Copy out the records precisely, omitting pictures.

BEGIN Data listing

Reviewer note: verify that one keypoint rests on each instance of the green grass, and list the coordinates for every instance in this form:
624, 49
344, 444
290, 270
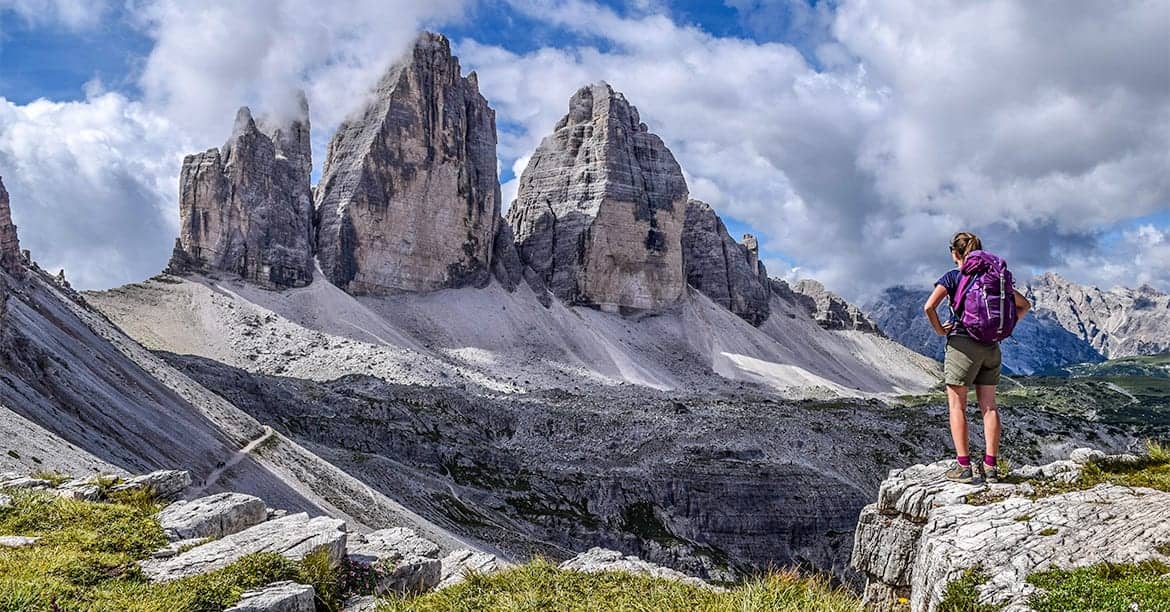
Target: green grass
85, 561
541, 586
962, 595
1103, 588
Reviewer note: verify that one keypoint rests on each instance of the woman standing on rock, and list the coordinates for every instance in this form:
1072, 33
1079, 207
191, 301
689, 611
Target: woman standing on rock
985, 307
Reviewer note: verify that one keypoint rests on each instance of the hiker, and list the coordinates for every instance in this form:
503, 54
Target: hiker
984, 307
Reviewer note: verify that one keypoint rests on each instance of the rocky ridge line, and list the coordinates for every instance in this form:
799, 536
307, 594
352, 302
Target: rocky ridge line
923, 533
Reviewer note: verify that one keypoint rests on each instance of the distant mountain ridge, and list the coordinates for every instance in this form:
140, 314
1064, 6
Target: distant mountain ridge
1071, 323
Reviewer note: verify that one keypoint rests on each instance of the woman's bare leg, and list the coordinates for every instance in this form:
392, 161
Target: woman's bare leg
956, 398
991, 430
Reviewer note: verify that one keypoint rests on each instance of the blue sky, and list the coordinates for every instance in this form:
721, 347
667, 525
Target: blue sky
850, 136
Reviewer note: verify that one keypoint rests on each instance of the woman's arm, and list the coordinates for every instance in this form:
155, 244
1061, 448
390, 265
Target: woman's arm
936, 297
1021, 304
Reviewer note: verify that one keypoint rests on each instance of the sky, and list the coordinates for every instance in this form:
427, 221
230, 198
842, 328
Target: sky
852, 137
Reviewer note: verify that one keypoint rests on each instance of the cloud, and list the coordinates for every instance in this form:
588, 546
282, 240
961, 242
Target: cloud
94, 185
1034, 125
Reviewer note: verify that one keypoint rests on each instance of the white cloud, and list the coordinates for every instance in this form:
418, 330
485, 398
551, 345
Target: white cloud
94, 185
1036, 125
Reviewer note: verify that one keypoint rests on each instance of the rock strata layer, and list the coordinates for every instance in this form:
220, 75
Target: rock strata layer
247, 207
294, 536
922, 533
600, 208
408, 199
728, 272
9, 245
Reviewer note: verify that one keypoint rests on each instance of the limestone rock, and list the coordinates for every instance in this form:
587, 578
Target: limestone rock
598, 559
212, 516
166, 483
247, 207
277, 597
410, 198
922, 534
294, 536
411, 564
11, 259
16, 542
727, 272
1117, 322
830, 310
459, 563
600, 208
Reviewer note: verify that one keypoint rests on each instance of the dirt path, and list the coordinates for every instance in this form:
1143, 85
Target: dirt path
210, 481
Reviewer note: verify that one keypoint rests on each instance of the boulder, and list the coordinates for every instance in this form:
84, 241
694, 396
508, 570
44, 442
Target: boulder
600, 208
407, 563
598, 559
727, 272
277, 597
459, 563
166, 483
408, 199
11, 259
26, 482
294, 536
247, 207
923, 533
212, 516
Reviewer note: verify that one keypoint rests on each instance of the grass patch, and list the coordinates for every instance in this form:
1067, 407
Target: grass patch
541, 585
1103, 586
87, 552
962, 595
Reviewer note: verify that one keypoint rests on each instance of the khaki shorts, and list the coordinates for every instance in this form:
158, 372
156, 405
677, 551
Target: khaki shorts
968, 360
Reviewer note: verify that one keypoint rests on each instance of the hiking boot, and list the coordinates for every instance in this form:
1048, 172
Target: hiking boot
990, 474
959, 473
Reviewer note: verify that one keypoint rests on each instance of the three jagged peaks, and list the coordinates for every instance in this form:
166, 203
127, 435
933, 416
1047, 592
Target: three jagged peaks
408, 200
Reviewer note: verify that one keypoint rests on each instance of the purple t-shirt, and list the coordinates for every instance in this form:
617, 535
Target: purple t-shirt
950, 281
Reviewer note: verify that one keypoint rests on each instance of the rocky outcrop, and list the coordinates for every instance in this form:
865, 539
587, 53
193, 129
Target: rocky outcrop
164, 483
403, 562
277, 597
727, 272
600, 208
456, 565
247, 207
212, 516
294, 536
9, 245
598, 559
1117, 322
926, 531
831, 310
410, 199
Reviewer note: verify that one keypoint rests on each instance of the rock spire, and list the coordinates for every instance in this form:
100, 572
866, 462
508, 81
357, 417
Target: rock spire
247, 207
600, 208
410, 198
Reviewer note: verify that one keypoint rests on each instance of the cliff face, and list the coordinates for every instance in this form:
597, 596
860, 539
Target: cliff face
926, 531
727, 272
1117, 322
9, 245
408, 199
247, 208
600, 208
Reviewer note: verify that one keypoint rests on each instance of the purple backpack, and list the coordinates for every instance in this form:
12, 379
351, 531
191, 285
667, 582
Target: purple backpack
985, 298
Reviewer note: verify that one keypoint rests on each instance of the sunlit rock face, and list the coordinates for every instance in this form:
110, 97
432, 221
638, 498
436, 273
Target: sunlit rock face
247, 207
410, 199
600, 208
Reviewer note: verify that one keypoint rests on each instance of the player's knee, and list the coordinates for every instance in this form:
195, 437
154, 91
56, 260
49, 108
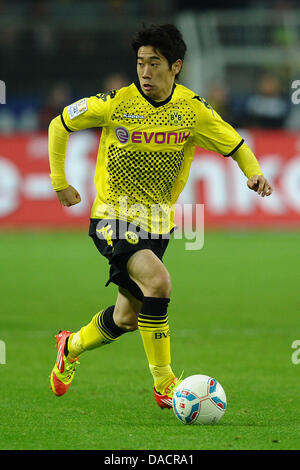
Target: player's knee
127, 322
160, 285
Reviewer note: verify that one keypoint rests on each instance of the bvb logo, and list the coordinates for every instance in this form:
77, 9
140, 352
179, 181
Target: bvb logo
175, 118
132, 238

END Data listing

Written solution:
Reviewer note: verify that one keypoint rests on each instance of the green grass, and list the coordinates for every instance in this form:
624, 49
344, 444
290, 270
Target: green grass
85, 561
541, 586
962, 595
1103, 588
Reviewer note: verify that one keypoint rests on each instance of the woman standing on rock, and list the coordinates for every instance in this form:
1072, 33
1079, 207
191, 301
689, 611
Target: woman standing on rock
985, 307
Reviewer note: verify that one keypoint rests on each instance of the hiker, and list the coordinates for every instance in this form:
503, 54
Target: hiker
984, 307
Reviewer note: verify that one keypoint rests on each instance of the rocky ridge line, and list the coordinates for every instance in this form:
799, 536
307, 594
352, 302
Target: rocky ridge line
923, 533
Reviewer note: verify that one keypoint rests on each instance of the distant mountain ridge, and list the coordinates for every instance in this form:
140, 314
1064, 6
Target: distant mountain ridge
1071, 323
Reviewer note: verify that one keypoint rests on each instance of the woman's bare leg, and list the coordinates for every instance in this form:
392, 161
Target: woman's bare leg
956, 398
991, 430
Reviewer note: verify that one keypoint rests on each instance of the blue sky, and list the coordinates for every instance in this form:
721, 347
667, 525
Target: blue sky
850, 136
Reviewer note: verify that one keypoint rests on each instance of the woman's arm, and list the coordinates for every instance in this form:
155, 244
1061, 448
390, 265
Target: woman's arm
936, 297
1021, 304
Reviewer note: verify that one keypoint rests on each instance of the sky, and list the coordinates for every instance in this form:
427, 221
230, 198
842, 328
Target: sky
852, 137
Reviewer note: verify that one keypoint rests on each instance of the cloud, and list the coordinates for every instance in this form:
588, 546
282, 240
961, 242
Target: cloud
94, 185
1034, 125
Reviewer note: verify that one keypoint rests on each instance of the white cloud, and list the coordinates for every instance in this form:
418, 330
485, 398
551, 345
Target: white cloud
94, 185
1036, 125
Reviewer note: verify that one keypoint rests on each instance of the rock strata layer, and list the coordinates for every instance in this form:
220, 75
Target: rock strata layer
247, 207
294, 536
922, 533
600, 208
408, 199
728, 272
9, 245
Reviewer note: verify that one keypoint rests on each instance of the limestone rock, and list the coordinates for every instance in this form:
587, 578
Target: limestone rock
598, 559
212, 516
166, 483
247, 207
277, 597
410, 198
922, 534
294, 536
411, 564
11, 259
16, 542
727, 272
1117, 322
830, 310
459, 563
600, 208
Reviewer note: verify that one keypoint rests on each instance of the dirt path, and list the coordinates for every instance in this form:
1143, 85
Target: dirt path
210, 481
Reviewer note: verify that one keypoint rests on each instance of the boulder, and list the coordinates for every instance in this form:
84, 241
694, 396
508, 570
44, 442
Target: boulder
600, 208
407, 563
598, 559
727, 272
277, 597
459, 563
166, 483
408, 199
11, 259
26, 482
294, 536
247, 207
923, 533
212, 516
Reviewer note: verify that one keypoint rests on each instance of the grass patch, and list the coordinates for every instance in this form:
1067, 407
Target: grass patch
541, 585
1103, 586
87, 552
962, 595
Reviewer note: verify that one keypoint rests on each instance of the khaki shorts, and list the coordinates for every instance in this form:
158, 372
156, 405
677, 551
Target: khaki shorts
968, 360
Reviewer note: verify that one keypoint rests on each instance of the hiking boot, and list the coordinates for every instance in this form:
1048, 172
Target: hiking boot
990, 474
959, 473
Reviewer note: verify that one keypoint rests on each instance of the three jagged peaks, and list the coordinates for every instance in this form:
166, 203
127, 435
933, 416
1047, 592
Target: three jagged peaks
408, 200
Reviewer note: verify that one keypoint rests on each instance of the purple t-shirt, and list the coordinates for every instance in this form:
617, 535
Target: purple t-shirt
950, 281
Reviewer note: verify that one keypoint rests on each instance of the rocky outcrop, and list the coordinates for every instance in this form:
865, 539
587, 53
193, 129
Target: rocky outcrop
164, 483
403, 562
277, 597
727, 272
600, 208
456, 565
247, 207
212, 516
294, 536
9, 245
598, 559
1117, 322
926, 531
831, 310
410, 199
Reviewer note: verify that one keypoint rests on each instance of the rock spire, and list the coordinates for every instance in this form:
100, 572
866, 462
508, 81
357, 417
Target: rock spire
247, 207
600, 208
410, 198
Reviewer note: verify that one keypoint rests on each instance of the cliff face, and list the coordinates for every instance in this form:
597, 596
860, 539
Target: cliff face
926, 531
727, 272
1117, 322
9, 245
408, 199
247, 208
600, 208
Reviewer note: verify that one keypoint rests on each instance of the purple backpack, and list the coordinates for every instance in this form:
12, 379
351, 531
191, 285
667, 582
Target: purple backpack
985, 298
Reviewer note: verify that one keypoint rests on each instance of the sunlit rock face, and list the coordinates for every instance in this form:
110, 97
432, 221
638, 498
436, 273
Target: sunlit rock face
247, 207
410, 199
600, 208
Reviewer note: verify that one keypoint rests on each instance of the player's knee, and list the coordinates for every instance in this form:
195, 437
154, 91
56, 260
49, 108
Target: player's knee
127, 322
160, 285
Reviewer note: verify that one keypoint rests on each instance of the bvb logo, and list the coordinates for every instance in this form:
77, 9
140, 352
179, 181
Target: bvb logo
175, 118
132, 238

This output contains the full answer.